__Data for the task__.
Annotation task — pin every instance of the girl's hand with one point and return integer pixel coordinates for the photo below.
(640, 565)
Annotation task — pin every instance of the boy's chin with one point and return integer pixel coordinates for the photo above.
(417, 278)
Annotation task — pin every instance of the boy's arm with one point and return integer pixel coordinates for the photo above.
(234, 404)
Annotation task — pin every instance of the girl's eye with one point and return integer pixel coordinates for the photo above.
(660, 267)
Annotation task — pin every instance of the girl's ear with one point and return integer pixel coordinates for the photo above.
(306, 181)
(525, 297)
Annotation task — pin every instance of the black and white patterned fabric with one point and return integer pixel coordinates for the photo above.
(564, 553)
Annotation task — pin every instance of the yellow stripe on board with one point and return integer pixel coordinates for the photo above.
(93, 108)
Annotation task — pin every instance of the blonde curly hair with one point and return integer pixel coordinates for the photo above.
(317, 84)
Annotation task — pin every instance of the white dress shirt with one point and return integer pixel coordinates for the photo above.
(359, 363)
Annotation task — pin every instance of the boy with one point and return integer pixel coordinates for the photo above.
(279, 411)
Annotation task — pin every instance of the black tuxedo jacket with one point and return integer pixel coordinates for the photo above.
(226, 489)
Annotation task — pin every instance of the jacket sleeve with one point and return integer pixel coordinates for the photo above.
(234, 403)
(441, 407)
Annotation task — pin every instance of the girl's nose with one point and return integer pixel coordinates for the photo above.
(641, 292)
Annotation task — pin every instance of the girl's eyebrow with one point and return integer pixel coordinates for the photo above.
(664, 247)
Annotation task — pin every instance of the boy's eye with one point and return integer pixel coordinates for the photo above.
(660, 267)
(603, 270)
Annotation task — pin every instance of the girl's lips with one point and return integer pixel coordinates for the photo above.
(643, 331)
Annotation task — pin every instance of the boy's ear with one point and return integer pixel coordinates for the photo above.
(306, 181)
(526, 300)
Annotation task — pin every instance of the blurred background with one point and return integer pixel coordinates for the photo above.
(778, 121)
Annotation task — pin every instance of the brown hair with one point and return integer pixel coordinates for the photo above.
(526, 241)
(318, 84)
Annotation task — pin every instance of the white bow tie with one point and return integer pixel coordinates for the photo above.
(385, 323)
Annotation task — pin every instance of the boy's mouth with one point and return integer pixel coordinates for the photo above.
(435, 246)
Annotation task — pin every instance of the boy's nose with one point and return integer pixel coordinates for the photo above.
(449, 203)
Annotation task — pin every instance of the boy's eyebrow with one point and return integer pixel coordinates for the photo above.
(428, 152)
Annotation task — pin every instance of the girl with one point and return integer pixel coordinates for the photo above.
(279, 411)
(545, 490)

__Aim__.
Write down the full listing again, exactly.

__Solution__.
Annotation task — pin every instance of the girl's hand with one point and return integer pixel coordinates for the photo below.
(640, 565)
Annotation task — pin every instance of the boy's chin with one point and return integer pixel coordinates for the photo above.
(417, 278)
Annotation task — pin every instance of the boy's arm with one point and return integer pixel coordinates for the photo above.
(234, 404)
Annotation task — pin every instance of the girl's eye with one point and return integer pixel coordinates for the photo above.
(660, 267)
Annotation task — pin every instance of the girl's ear with one point and return integer pixel coordinates for the photo above.
(306, 181)
(525, 297)
Annotation task — pin every instance of the black and white patterned fabric with one point and return integer pixel coordinates for the photo above.
(564, 553)
Annotation task — pin every instance of the yellow stripe on board with one point and return integer pixel coordinates for the photo above.
(93, 108)
Annotation task — pin every instance of the blonde curly hair with one point and return integer pixel coordinates for the photo above.
(317, 84)
Annotation task — pin every instance of the white dress shirt with one point and return integer pixel coordinates for the photo above.
(359, 363)
Annotation task — pin every instance of the boy with one point and return integer pixel coordinates for the photo above.
(279, 411)
Annotation task — pin every instance of the black tuxedo jacket with one point and return integer pixel coordinates for the photo above.
(226, 489)
Annotation task — pin every instance of the jacket sleeve with one point and return integer pixel coordinates for the photo above.
(234, 403)
(441, 407)
Annotation task — pin every instance of the girl's nose with one point and return integer pixel coordinates for the photo above.
(641, 292)
Annotation task — pin every instance of the girl's eyebrow with one point and return integer pixel coordinates for the photo above.
(664, 247)
Annotation task — pin every instance of the boy's eye with one point and return integer pixel coordinates for the photo above.
(660, 267)
(603, 270)
Annotation task — pin every instance of the girl's lips with one point and return integer pixel coordinates for the photo above.
(643, 331)
Annotation task — pin every instance of the boy's ear with one point and return integer pixel coordinates for the photo above.
(306, 181)
(526, 300)
Annotation task — pin every instance of the blurred background with one point and return integer pixel coordinates for the photo above.
(778, 121)
Annotation task — pin every instance of the brown hair with one point and return integer pixel coordinates for the photo above.
(526, 241)
(318, 84)
Annotation task — pin every instance of the white bow tie with one point and return integer pixel coordinates for the photo above.
(385, 323)
Annotation task — pin every instance of the boy's mouth with one point and return integer pixel coordinates for the photo above.
(435, 246)
Annotation task — pin every instance of the boy's nose with one point and return integer pixel coordinates for the photo above.
(449, 203)
Annotation task — pin every instance of the boy's eyebrow with one point and return integer pixel coordinates for the photo above.
(428, 152)
Annotation task — pin every instance of the girl with one point and return integer pixel coordinates for the photo above.
(279, 411)
(545, 490)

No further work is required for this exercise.